Point localization data:
-- Opening Marker --
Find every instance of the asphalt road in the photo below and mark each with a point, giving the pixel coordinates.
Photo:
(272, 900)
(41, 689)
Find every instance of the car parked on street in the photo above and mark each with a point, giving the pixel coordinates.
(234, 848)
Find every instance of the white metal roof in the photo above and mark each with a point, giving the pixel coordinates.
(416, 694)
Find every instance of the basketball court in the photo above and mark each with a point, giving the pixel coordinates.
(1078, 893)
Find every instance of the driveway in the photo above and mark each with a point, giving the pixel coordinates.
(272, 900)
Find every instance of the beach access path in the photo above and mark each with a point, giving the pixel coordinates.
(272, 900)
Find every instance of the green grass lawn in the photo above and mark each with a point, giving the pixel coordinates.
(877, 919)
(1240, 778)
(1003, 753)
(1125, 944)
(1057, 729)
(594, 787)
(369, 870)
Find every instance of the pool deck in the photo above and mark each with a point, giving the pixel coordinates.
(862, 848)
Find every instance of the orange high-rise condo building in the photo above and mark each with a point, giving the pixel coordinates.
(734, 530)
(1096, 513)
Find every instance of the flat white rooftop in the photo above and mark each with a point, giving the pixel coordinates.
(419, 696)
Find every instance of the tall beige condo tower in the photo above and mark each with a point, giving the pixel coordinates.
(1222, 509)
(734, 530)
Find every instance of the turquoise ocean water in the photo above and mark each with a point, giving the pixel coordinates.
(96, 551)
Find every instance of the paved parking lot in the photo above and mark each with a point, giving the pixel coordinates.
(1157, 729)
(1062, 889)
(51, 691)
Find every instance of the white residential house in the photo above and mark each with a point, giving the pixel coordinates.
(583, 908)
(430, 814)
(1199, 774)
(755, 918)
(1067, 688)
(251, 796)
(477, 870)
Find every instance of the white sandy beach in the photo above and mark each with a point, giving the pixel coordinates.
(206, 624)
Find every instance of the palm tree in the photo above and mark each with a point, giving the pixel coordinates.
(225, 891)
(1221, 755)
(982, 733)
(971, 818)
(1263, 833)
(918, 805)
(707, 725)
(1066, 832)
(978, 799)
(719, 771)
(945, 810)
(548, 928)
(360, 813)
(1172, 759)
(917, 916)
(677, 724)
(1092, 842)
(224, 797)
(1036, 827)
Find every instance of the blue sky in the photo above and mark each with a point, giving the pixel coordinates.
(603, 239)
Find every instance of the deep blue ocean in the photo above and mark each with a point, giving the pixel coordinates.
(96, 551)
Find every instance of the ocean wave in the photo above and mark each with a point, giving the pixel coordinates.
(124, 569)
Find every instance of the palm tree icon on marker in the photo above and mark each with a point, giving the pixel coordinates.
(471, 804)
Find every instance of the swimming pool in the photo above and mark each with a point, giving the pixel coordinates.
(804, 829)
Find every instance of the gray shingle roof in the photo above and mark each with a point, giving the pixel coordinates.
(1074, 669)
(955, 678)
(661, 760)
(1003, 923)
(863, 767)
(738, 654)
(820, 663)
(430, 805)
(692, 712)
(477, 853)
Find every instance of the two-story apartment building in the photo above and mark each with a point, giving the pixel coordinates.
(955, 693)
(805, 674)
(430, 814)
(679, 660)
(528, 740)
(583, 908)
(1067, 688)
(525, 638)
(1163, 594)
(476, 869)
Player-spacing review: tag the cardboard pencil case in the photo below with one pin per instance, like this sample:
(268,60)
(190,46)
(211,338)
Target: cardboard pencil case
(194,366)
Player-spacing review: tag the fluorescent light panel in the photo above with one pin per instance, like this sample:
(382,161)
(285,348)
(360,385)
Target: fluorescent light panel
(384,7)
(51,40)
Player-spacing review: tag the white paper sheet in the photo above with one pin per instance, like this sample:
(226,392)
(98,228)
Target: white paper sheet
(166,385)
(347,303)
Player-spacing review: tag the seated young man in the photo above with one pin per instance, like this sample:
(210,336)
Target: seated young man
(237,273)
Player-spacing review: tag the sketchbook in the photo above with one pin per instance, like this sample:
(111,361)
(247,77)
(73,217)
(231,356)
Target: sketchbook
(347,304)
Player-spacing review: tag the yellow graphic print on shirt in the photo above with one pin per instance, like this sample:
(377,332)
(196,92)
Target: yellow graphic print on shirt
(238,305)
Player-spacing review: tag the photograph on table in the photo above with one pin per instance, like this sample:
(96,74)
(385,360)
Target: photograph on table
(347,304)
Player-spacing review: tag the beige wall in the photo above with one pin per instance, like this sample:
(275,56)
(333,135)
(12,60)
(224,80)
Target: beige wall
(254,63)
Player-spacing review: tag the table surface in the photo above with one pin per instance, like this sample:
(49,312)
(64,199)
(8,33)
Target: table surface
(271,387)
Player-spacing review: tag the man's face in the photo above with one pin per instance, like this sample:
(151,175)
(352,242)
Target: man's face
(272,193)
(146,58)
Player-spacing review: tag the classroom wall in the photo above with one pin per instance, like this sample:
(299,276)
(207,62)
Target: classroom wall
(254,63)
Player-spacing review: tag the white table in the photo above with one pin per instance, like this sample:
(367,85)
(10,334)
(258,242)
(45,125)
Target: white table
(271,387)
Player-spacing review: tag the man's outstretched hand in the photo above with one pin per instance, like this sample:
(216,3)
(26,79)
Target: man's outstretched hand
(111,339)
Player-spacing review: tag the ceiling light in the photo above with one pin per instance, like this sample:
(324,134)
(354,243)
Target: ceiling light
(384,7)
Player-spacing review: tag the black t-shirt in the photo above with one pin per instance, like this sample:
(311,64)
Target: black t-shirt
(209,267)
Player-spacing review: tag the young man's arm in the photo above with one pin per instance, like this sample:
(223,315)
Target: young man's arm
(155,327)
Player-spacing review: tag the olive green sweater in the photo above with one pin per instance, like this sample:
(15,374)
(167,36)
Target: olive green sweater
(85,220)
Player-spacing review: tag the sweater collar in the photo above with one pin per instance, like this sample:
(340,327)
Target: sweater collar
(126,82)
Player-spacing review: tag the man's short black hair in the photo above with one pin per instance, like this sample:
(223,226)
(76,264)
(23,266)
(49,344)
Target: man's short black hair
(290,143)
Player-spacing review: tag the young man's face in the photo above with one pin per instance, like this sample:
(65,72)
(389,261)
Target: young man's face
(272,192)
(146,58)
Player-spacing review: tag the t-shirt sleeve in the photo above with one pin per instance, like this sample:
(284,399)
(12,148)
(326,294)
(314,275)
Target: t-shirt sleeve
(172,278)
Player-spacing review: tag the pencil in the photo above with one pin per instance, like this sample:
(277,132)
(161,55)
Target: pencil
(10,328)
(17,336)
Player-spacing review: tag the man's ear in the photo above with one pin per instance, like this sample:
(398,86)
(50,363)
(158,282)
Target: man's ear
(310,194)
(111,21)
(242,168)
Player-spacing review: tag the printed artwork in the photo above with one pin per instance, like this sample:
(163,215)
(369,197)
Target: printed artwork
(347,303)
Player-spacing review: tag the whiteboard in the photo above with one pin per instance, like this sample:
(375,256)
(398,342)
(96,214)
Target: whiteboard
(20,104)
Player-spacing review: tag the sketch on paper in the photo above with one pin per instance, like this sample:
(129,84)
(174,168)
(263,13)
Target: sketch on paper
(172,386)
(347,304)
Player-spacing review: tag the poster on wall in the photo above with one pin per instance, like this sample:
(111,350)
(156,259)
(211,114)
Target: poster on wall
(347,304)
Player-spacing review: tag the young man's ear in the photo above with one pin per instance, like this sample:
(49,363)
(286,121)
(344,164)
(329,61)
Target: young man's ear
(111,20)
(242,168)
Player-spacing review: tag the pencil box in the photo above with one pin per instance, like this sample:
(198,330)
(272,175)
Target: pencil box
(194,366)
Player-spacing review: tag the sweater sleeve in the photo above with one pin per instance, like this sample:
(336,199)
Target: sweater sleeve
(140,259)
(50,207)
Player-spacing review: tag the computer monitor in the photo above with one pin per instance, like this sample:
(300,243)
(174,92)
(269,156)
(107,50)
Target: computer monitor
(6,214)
-- Closing Marker --
Wherever a line in the data above contains the word "below", copy that line.

Find every instance of the asphalt road in the photo below and mark each with a point, giving the pixel coordinates.
Player-spacing review: tag the cardboard pencil case in the photo below with one pin per instance, like this sample:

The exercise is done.